Directions:
Reproduce each of the items below, line for line and without any changes.

Recorded data:
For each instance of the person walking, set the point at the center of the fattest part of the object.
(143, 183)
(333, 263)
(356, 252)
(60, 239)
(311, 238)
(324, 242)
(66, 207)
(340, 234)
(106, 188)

In response:
For each instance of the person walking, set the point at the center of the fattest part of the object.
(143, 183)
(333, 263)
(356, 252)
(60, 239)
(311, 238)
(324, 242)
(66, 207)
(340, 234)
(106, 188)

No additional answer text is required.